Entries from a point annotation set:
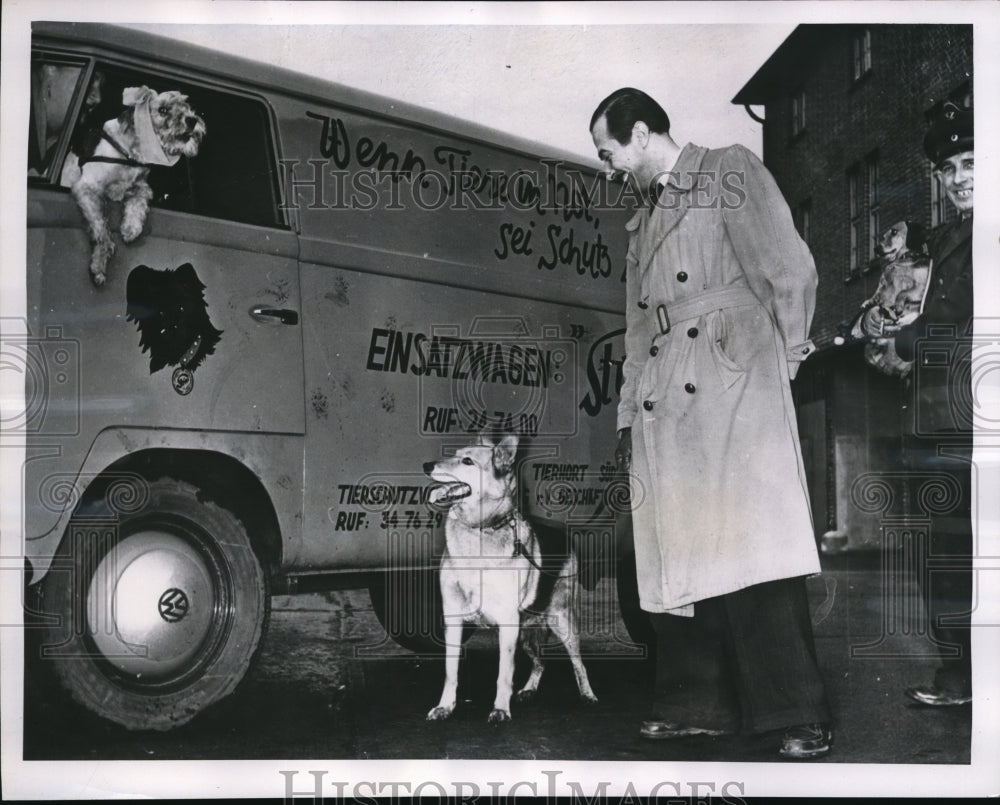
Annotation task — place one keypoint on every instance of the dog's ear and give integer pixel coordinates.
(503, 454)
(916, 237)
(133, 96)
(188, 279)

- [Objective] Rewrite the data with every "keypoint" replaced by "marker" and everything else left the same. Leave the pictures out.

- [Result of this task]
Annotation task — place one marker on every instance of the dog's ear and give integer pixel coordinates.
(503, 454)
(916, 237)
(133, 96)
(188, 279)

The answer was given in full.